# Passage shown start

SAN JOSE – Half of consumers who viewed two Samsung handsets thought they looked like iPhones, according to a survey conducted for Apple. In a separate study six to 19 percent of consumers viewing videos of someone using a Samsung tablet thought it was an Apple iPad.
The surveys were presented in testimony for Apple in its $2.5 billion patent infringement suit here against Samsung.
In one survey, 52 and 51 percent of consumers shown a Samsung Fascinate or S II Epic 4G, respectively, thought it looked like an iPhone. The figures went down to 38 and 37 percent respectively when researchers subtracted the number of consumers who had similar associations with a Blackberry Storm handset used as a control.
“Those percents suggest it likely consumers would associate the Samsung handsets with Apple and that’s evidence suggesting [market] dilution,” said Kent Van Liere, a survey research expert testifying for Apple.
Separately, as many as 30 percent of consumers shown a video of someone using a Samsung Galaxy Tab 10.1 thought it was an Apple iPad. But those numbers declined to about 12 percent on average when the percent of consumers confused by a Barnes & Noble Color Nook were subtracted as a control check.
“The results suggest there’s a substantial portion of consumers likely to be confused when they see a Samsung Galaxy Tab in a post-sales environment that they are actually viewing an iPad,” said Van Liere.
Samsung attorney William Price took issue with the surveys for several reasons. For example, the tablet survey failed to show the backs of the Samsung tablets which clearly bear the company’s name and not the Apple logo used on iPad.

# Passage shown end
# Given data start

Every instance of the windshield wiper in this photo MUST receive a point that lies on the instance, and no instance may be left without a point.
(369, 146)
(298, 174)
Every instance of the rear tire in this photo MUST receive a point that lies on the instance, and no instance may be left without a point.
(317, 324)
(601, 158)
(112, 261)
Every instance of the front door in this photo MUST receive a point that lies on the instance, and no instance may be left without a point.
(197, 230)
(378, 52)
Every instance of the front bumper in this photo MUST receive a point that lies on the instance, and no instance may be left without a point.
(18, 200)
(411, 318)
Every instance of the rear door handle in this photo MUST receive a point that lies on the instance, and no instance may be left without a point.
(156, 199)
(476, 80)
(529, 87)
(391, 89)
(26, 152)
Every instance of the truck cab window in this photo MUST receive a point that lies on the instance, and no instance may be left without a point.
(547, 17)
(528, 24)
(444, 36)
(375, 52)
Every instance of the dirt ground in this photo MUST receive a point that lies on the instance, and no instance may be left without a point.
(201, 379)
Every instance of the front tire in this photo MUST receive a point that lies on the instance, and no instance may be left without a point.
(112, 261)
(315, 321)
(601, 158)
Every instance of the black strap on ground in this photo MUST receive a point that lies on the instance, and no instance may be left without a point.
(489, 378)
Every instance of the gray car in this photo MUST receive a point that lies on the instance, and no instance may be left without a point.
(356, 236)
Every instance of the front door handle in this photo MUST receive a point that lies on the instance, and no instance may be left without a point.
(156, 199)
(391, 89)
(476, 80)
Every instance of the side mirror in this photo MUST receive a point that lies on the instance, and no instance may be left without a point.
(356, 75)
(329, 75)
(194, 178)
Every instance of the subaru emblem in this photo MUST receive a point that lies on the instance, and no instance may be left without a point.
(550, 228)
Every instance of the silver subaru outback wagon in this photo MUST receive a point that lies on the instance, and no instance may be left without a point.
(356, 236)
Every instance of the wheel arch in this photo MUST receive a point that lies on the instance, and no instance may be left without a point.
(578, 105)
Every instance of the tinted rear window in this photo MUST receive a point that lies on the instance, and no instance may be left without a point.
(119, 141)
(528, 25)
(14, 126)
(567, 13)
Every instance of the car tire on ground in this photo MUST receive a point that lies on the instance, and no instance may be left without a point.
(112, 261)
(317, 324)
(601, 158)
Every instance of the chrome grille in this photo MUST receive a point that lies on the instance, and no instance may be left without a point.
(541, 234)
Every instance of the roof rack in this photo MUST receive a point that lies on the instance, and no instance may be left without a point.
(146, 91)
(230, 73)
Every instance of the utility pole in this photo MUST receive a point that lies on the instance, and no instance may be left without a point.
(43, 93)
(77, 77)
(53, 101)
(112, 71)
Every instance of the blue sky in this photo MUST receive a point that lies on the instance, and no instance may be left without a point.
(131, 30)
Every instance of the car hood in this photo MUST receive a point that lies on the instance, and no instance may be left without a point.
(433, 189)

# Given data end

→ **Request A**:
Put the records, from the line containing "Every instance of the tinted" through the last line of the records, into a Markdown table with the columns Row and Line, numbering each line and omitting blank lines.
→ **Request B**:
Write what follows the last sentence of the article on Apple's consumer-confusion surveys in its patent suit against Samsung.
The records have no connection to the article on Apple's consumer-confusion surveys.

→ **Task output A**:
| Row | Line |
|---|---|
| 1 | Every instance of the tinted rear window in this photo MUST receive a point that lies on the instance, and no instance may be left without a point. |
| 2 | (119, 141) |
| 3 | (528, 25) |
| 4 | (14, 126) |
| 5 | (567, 13) |
| 6 | Every instance of the car tire on ground in this photo MUST receive a point that lies on the instance, and no instance may be left without a point. |
| 7 | (112, 261) |
| 8 | (317, 324) |
| 9 | (601, 158) |
| 10 | Every instance of the chrome grille in this photo MUST receive a point that lies on the instance, and no instance may be left without a point. |
| 11 | (541, 234) |
| 12 | Every instance of the roof rack in this photo MUST receive a point that lies on the instance, and no instance may be left without a point. |
| 13 | (146, 91) |
| 14 | (230, 73) |
| 15 | Every instance of the utility pole in this photo MUST receive a point that lies on the instance, and no instance may be left without a point. |
| 16 | (43, 93) |
| 17 | (77, 77) |
| 18 | (53, 101) |
| 19 | (112, 71) |
| 20 | Every instance of the blue sky in this photo MUST receive a point that lies on the instance, and no instance may be left without a point. |
| 21 | (131, 30) |
| 22 | Every instance of the car hood in this photo MUST receive a point that lies on the instance, and no instance may be left without a point. |
| 23 | (433, 189) |

→ **Task output B**:
“It was my understanding the back of the device was not at issue, it was the front and side views that were part of the alleged infringement--that’s why we did not show the back,” said Van Liere. “I didn’t know the Samsung name was on the back of all their devices,” he said.
The tablet survey was the first post-sales survey Van Lier has done, It was not done to show any possible confusion at the point of purchase, a type of survey has done as many as 50 times, Van Lier said.
Price noted in the smartphone survey, consumers were asked what other phones they associate with the Samsung handsets. He suggested it would be natural for consumers to think of Apple.
“You understand Samsung and Apple are the two largest competitors in this market,” Price said. “They are the two biggies just like Burger King and McDonalds or Coke and Pepsi,” he said
Price also took issue with the selection of the Blackberry Storm and Color Nook as control devices because they clearly do not look like Apple’s products. They also have some distinguishing features that identify them.
I'm sorry, they were "shown" a phone or a video of someone using a phone. Phones, by design are small and meant to be held in your hand. Did these crash test dummies actually get to hold these phones and try to use them? If not, this is not evidence of anything other than theatrics.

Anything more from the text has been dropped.